» **INSTRUÇÃO ESCRITA**: Transcreva na íntegra o trecho sobre o debate da redução da maioridade penal, mantendo cada palavra e sinal de pontuação.

» **TRECHO PARA LEITURA**:
No restante da viagem, fiquei a pensar, diante de tantos problemas sociais e tantas mortes em apenas um final de semana, por que razão estamos todos como se bestializados com a discussão em torno da redução da maioridade penal. O assunto tomou conta de programas de péssimo gosto na TV, em editoriais de jornais, nas escolas e ruas, nas redes sociais, salões de beleza e barbearias. Na gostosa e saudável anarquia que reina na Internet, a cada dia um texto novo e novas polêmicas. No fim, muita emoção, mitos e preconceitos e pouca razão e sensatez.
Retornando ao meu pensar viajante, continuei a me questionar por que a cada vez que uma pessoa é morta por um adolescente e esta morte é explorada por setores da imprensa, a discussão acerca da redução da maioridade penal retorna à pauta nacional? Por que tantos outros menores são mortos diariamente por este imenso Brasil e essas mortes não repercutem e nem entram na pauta desta mesma imprensa? Por que aceitamos, sem qualquer indignação, que 11 pessoas sejam mortas em um único final de semana na região metropolitana de Salvador, sejam maiores ou menores de 18 anos? Enfim, por que esta seletividade da notícia e da repercussão diferenciada para fatos idênticos?
De início, sou levado a pensar, mas afasto imediatamente de mim este pensamento ignóbil, que só a vida de jovens ricos ou de classe média interessam ao noticiário nacional e que a vida dos jovens pobres não teriam o mesmo valor.

» **DADOS FORNECIDOS**:
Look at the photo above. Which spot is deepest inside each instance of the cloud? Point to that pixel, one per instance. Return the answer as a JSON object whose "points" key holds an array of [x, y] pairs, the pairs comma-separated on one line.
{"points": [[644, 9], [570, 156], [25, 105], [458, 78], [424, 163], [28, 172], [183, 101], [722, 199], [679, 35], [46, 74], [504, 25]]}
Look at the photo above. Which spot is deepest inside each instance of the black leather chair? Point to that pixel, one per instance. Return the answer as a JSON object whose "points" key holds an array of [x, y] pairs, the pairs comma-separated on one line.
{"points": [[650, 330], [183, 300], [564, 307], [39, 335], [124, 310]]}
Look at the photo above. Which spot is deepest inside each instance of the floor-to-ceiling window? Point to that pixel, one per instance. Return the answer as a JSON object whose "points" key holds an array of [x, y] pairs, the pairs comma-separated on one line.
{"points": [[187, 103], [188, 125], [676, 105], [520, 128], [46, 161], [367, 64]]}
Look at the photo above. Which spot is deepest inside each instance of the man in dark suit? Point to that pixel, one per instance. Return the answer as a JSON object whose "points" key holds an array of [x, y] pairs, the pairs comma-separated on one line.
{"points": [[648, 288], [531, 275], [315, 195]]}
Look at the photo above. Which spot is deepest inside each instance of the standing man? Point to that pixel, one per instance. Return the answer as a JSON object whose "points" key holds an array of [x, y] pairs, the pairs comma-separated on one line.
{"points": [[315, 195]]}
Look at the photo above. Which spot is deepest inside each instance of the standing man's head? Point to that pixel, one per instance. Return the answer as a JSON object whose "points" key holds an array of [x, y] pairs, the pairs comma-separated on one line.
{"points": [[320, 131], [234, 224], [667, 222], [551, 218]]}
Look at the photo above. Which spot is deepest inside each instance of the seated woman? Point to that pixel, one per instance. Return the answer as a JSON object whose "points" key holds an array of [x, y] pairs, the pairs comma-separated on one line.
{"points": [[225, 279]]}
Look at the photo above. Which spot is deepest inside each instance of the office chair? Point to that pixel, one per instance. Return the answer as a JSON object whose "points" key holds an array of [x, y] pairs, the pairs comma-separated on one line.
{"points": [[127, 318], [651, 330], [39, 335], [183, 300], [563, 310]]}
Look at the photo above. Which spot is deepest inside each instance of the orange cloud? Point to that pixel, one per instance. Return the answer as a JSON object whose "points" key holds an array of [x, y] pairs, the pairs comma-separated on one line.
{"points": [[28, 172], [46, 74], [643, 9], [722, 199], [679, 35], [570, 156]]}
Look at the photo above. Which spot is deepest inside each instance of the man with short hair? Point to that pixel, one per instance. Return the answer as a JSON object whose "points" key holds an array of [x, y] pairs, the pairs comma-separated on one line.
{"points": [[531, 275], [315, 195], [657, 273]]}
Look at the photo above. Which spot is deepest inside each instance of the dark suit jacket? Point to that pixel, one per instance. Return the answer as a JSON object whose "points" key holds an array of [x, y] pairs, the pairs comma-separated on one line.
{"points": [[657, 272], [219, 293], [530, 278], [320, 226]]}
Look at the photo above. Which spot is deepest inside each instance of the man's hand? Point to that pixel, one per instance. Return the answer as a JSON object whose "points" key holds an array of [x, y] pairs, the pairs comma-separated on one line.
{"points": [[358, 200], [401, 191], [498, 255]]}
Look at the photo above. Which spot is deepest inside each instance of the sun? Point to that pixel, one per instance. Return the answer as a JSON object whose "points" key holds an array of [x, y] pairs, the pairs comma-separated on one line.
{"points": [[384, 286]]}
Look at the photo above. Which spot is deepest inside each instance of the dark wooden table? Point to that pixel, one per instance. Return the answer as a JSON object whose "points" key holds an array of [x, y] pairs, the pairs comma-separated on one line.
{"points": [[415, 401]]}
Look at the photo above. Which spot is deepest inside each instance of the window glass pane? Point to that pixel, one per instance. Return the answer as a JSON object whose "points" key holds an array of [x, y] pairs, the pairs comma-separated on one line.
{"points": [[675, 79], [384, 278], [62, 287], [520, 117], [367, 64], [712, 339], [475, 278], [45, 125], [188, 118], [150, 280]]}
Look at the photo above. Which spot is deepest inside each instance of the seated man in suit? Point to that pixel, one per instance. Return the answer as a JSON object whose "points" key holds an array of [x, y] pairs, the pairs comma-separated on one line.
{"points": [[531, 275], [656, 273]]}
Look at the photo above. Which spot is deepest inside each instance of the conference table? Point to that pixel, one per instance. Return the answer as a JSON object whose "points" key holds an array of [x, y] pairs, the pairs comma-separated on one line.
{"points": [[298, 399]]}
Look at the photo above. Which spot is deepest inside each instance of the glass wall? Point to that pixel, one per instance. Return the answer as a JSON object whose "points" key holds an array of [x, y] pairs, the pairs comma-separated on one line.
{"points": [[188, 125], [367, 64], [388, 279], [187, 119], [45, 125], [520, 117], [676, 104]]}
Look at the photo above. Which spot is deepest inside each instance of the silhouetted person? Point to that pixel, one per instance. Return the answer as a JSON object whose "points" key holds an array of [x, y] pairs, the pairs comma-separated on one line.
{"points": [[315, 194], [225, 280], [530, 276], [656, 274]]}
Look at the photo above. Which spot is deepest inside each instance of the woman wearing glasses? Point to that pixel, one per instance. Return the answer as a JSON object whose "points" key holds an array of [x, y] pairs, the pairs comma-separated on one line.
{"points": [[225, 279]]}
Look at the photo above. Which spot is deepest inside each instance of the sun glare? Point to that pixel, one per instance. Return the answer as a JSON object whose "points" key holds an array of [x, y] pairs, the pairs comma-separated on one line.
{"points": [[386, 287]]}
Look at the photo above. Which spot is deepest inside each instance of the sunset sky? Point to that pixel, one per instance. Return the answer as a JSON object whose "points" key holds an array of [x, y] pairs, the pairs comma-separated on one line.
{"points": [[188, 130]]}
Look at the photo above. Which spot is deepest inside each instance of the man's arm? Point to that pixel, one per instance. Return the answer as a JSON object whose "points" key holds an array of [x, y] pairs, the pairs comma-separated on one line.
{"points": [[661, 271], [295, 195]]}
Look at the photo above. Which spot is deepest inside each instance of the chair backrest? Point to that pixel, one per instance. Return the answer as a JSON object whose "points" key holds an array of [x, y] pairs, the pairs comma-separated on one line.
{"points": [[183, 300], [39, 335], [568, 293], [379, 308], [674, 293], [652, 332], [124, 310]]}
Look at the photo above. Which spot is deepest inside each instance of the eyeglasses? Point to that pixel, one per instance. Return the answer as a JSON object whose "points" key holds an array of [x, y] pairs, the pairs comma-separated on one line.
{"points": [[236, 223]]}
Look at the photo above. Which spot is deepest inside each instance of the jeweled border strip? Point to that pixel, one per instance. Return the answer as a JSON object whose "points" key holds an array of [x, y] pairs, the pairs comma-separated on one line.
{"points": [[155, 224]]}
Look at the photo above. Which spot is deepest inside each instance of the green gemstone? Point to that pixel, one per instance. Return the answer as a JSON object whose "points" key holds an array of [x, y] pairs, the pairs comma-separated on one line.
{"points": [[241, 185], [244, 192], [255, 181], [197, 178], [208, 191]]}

» **RESPOSTA**:
No restante da viagem, fiquei a pensar, diante de tantos problemas sociais e tantas mortes em apenas um final de semana, por que razão estamos todos como se bestializados com a discussão em torno da redução da maioridade penal. O assunto tomou conta de programas de péssimo gosto na TV, em editoriais de jornais, nas escolas e ruas, nas redes sociais, salões de beleza e barbearias. Na gostosa e saudável anarquia que reina na Internet, a cada dia um texto novo e novas polêmicas. No fim, muita emoção, mitos e preconceitos e pouca razão e sensatez.
Retornando ao meu pensar viajante, continuei a me questionar por que a cada vez que uma pessoa é morta por um adolescente e esta morte é explorada por setores da imprensa, a discussão acerca da redução da maioridade penal retorna à pauta nacional? Por que tantos outros menores são mortos diariamente por este imenso Brasil e essas mortes não repercutem e nem entram na pauta desta mesma imprensa? Por que aceitamos, sem qualquer indignação, que 11 pessoas sejam mortas em um único final de semana na região metropolitana de Salvador, sejam maiores ou menores de 18 anos? Enfim, por que esta seletividade da notícia e da repercussão diferenciada para fatos idênticos?
De início, sou levado a pensar, mas afasto imediatamente de mim este pensamento ignóbil, que só a vida de jovens ricos ou de classe média interessam ao noticiário nacional e que a vida dos jovens pobres não teriam o mesmo valor.